Aim of the exercise
Which lines of the listing below contain the word "instance"? Collect them and copy each one out.

Annotation records:

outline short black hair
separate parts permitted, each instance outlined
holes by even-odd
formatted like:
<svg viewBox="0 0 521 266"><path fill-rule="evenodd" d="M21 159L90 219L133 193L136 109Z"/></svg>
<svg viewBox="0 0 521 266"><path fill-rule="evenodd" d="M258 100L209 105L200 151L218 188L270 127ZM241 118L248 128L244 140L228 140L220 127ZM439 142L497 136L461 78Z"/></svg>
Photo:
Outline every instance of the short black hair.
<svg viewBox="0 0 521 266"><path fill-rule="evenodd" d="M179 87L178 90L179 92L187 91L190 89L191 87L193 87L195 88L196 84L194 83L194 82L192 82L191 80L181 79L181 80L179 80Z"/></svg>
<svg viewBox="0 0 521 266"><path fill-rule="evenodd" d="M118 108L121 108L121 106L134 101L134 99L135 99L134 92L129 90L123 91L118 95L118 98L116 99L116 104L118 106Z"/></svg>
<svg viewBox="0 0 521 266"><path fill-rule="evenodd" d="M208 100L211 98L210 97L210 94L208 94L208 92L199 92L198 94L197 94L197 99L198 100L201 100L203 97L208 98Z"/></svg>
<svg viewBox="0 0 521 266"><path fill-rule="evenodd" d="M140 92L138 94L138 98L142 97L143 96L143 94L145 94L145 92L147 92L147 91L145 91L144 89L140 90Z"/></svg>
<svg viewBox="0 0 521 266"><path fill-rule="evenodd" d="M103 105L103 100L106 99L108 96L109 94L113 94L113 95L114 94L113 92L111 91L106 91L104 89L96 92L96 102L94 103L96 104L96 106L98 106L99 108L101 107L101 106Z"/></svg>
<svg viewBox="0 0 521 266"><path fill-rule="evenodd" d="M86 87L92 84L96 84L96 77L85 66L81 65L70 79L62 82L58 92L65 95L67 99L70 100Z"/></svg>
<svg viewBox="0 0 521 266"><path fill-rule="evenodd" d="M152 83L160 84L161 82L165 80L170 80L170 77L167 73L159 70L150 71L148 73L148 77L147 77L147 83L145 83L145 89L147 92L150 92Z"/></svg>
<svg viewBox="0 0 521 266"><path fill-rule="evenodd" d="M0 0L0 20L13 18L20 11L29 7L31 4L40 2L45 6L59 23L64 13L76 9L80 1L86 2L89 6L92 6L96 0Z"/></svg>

Full solution
separate parts permitted, each instance outlined
Outline every instance of the short black hair.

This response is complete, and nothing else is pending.